→ **DATA FOR THIS TASK**
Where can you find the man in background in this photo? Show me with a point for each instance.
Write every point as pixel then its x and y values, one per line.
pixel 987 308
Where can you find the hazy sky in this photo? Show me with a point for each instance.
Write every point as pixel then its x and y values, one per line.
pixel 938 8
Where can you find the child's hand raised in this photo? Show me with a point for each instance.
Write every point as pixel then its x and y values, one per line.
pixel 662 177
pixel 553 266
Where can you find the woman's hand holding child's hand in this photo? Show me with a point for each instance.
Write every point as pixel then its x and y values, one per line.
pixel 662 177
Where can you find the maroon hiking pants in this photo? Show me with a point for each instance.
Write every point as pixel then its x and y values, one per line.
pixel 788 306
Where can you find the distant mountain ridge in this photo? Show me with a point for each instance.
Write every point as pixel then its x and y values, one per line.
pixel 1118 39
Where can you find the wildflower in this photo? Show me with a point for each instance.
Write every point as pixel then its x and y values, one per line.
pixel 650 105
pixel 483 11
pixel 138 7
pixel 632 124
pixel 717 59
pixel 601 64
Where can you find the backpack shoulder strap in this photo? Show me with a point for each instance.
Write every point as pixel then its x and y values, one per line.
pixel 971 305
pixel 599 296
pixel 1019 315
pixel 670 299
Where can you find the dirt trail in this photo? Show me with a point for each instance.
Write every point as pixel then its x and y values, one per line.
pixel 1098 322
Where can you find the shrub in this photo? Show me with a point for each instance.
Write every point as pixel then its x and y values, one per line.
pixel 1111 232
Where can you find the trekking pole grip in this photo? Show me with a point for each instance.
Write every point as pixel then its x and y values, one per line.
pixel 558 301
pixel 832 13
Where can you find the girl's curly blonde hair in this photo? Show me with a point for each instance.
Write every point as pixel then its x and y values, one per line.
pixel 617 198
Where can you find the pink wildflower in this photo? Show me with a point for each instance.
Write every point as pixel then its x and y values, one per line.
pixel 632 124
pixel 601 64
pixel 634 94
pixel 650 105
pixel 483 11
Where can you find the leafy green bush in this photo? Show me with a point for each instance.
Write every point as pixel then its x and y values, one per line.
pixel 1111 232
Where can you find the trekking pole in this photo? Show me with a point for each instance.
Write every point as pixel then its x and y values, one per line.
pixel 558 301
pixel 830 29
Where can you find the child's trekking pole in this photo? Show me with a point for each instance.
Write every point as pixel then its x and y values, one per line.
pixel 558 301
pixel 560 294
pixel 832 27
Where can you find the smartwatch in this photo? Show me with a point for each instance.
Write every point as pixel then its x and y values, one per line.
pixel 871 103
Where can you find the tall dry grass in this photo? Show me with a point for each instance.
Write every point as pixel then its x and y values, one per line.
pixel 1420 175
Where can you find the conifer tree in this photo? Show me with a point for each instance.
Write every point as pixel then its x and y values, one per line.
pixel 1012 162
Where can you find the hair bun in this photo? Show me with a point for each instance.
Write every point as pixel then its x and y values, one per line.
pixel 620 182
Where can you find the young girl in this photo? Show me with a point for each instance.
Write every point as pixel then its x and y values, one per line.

→ **PROBLEM DESCRIPTION**
Retype the data in full and match it exactly.

→ **ANSWER BOX**
Where can you find the man in background in this photo? Show me with a point for each instance.
Write every point as pixel then its x and y values, one per line.
pixel 987 308
Where can you find the hazy sky in this photo? Show me with a point for each instance.
Write every point as pixel then its x and y values, one per line.
pixel 938 8
Where can you find the child's hand raised in this photo? Show me with a point for each instance.
Write every point as pixel then its x and y values, one per line.
pixel 662 177
pixel 553 266
Where can you find the woman's hand holding child's hand in this photo? Show me with a point for each instance.
Write every point as pixel then its x and y values, one per line.
pixel 662 177
Where can you find the maroon hiking pants in this photo? Show me with a point for each instance.
Write every point as pixel then its x and y values, one per line.
pixel 788 306
Where can you find the distant mountain ridge in this photo? Show me with a point for each instance.
Write every point as pixel then its x and y values, one per line.
pixel 1118 39
Where can you find the wildflower in this photo? Show me with a point for each instance.
Write every point as pixel then its x and y values, one per line.
pixel 650 105
pixel 483 11
pixel 138 7
pixel 632 124
pixel 717 59
pixel 601 64
Where can you find the backpack shoulder strap in this photo? Show me with a point for each instance.
Write every point as pixel then its x and y values, one per line.
pixel 971 305
pixel 599 296
pixel 1019 315
pixel 670 299
Where can you find the dirt trail in this photo? Show me with a point for each instance.
Write every point as pixel then its x and y values, one per line.
pixel 1098 322
Where can you find the shrub in this photo? Show me with a point for each instance.
Write every point as pixel then its x and y values, one per line.
pixel 1111 232
Where can you find the trekking pole grip in this photo? Show me with a point for each instance.
Write every point as pixel then its x and y values, one per line.
pixel 558 301
pixel 832 13
Where can you find the girl's curly blonde hair in this photo? Show me with a point for each instance.
Write every point as pixel then its x and y values, one per line.
pixel 617 198
Where can you find the pink wildflower in this photo? Show me with a point for each instance.
Write every point as pixel then its x and y values, one per line.
pixel 632 124
pixel 601 64
pixel 634 94
pixel 650 105
pixel 483 11
Where can you find the leafy green bush in this photo? Show me with a point for each instance.
Write every point as pixel then its x and y values, one per line.
pixel 1111 232
Where can you find the trekking pole in this photo? Show me with a point for each instance.
Write every point as pixel then its x and y values, one per line.
pixel 558 301
pixel 830 29
Where can you find the child's trekking pole in this photo? Show me with a point for each instance.
Write every point as pixel then its x and y values, one per line.
pixel 558 301
pixel 560 294
pixel 832 27
Where can you find the smartwatch in this photo? Show me with a point for each instance.
Write every point as pixel then its x and y values, one per line.
pixel 871 103
Where can you find the tall dry grass in this photo? Show me with a point for each instance.
Write every point as pixel then its x and y values, one per line.
pixel 1420 175
Where can you find the conifer tree in this photo? Show me with a point for each instance.
Write every point as pixel then its x and y values, one per line.
pixel 1012 162
Where can you find the hair bun in this photo? Show me with a point for each instance.
Write every point as pixel then its x and y values, one per line.
pixel 620 182
Where can you find the young girl in this photo? Show me with a point for each instance.
Write every point as pixel then its x and y values, one per line.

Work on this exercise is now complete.